La bonne gouvernance donne priorité à une bonne gestion des risques au sein d’une organisation. Ainsi, nombre d’initiatives ont été prises au fil des années pour encourager les entreprises à adopter une meilleure gouvernance et mieux gérer laPremchand  Mungar prise de risques. Premchand Mungar, le CEO de Maubank, commente la place de la bonne gouvernance au sein des institutions financières mauriciennes.

Quelle est aujourd’hui la place de la bonne gouvernance dans le secteur bancaire ?

Étant donné le rôle crucial joué par les banques dans l’économie par l’intermédiation de fonds, leur sécurité et leur solidité sont essentielles à la stabilité financière. Toutes les défaillances bancaires peuvent, en fait, être attribuées à des échecs de gouvernance. La bonne nouvelle, c’est que les banques ont parcouru un long chemin depuis la crise financière mondiale et, de manière générale, elles ont renforcé leurs pratiques de gouvernance dans leur globalité. Cela s’est accompagné d’un renforcement des processus de surveillance par les autorités de contrôle.

Les banques ont fait des progrès considérables dans l’attribution des responsabilités aux différents départements de l’entreprise en matière de traitement et de gestion des risques. Si un code de gouvernance d’entreprise ou les lignes directrices d’un régulateur constituent un élément important de la bonne gouvernance d’entreprise, celle-ci n’est pas nécessairement structurelle ; elle est plutôt sociale. Tout commence par une culture de discussions ouvertes et franches, voire de dissidence au sein du conseil d’administration. Je considère le désaccord fondamental à un conseil d’administration performant et efficace ; il permet aux directeurs de remettre en question les suppositions du management, ce qui permet au conseil d’administration de remplir sa fonction la plus importante, à savoir, superviser l’élaboration et la mise en œuvre de la stratégie de l’entreprise.

> _Travail demandé_
D'après l'extrait sur la gouvernance bancaire, quelle est la fonction la plus importante du conseil d'administration ?

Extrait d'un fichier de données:

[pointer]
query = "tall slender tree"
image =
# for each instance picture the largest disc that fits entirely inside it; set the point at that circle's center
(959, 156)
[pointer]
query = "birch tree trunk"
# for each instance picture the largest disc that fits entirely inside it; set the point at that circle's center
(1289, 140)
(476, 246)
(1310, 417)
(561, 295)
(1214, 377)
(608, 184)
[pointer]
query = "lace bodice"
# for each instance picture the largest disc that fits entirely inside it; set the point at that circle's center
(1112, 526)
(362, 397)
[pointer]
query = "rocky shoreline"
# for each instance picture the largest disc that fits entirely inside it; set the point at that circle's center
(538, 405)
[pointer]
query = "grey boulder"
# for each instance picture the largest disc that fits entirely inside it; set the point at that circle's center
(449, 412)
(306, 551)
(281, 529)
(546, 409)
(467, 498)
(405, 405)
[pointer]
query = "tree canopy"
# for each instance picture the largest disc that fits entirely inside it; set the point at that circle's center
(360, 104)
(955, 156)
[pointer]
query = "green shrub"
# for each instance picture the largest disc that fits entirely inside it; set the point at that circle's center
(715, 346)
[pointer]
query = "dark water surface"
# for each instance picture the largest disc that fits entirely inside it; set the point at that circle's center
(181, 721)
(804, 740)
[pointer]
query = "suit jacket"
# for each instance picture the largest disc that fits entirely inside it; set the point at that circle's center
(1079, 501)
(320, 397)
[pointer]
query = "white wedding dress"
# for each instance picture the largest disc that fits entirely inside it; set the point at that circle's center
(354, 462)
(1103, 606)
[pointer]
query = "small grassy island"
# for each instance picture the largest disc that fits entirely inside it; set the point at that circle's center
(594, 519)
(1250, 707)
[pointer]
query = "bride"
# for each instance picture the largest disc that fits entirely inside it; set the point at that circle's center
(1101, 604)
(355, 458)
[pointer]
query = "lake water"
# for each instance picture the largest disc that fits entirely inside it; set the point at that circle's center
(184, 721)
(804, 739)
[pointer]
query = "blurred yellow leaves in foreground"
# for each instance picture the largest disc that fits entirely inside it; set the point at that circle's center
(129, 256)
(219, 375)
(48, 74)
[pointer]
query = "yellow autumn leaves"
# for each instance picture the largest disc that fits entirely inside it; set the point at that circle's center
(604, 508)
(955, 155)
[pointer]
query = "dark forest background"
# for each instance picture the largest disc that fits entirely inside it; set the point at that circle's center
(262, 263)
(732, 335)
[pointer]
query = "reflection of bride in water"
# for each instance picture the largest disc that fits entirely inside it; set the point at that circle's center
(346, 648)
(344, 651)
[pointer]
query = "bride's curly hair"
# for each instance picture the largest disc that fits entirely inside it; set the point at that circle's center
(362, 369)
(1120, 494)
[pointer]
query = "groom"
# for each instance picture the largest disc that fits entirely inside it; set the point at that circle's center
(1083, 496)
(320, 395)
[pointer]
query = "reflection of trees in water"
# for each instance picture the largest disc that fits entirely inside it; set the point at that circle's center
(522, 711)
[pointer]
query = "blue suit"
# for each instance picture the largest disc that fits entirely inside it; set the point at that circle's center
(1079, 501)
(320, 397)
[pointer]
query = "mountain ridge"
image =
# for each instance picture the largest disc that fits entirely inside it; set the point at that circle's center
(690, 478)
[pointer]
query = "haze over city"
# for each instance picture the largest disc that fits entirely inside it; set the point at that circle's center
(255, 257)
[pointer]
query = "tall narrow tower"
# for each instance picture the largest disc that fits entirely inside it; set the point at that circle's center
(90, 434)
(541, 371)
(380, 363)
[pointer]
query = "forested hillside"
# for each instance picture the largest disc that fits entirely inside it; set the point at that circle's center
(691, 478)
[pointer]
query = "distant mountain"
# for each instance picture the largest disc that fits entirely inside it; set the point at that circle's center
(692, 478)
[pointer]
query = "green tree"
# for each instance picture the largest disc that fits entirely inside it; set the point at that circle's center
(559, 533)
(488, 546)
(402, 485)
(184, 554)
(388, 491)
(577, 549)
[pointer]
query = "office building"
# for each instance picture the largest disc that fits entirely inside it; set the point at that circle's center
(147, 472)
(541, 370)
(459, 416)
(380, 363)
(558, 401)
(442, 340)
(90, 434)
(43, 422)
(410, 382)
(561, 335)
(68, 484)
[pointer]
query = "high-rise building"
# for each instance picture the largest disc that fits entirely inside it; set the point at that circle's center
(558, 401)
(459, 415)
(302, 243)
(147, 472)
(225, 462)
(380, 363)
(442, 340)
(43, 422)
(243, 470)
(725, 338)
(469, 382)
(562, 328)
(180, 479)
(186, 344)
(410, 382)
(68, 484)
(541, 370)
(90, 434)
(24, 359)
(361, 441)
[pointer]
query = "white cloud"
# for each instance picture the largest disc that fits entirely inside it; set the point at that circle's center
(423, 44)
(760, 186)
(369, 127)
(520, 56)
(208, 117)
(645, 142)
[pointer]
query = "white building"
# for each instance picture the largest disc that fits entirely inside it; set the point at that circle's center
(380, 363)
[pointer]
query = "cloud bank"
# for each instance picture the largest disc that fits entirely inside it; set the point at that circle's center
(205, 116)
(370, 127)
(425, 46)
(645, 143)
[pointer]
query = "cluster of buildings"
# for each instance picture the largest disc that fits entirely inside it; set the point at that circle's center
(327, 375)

> _Réponse attendue_
Superviser l'élaboration et la mise en œuvre de la stratégie de l'entreprise.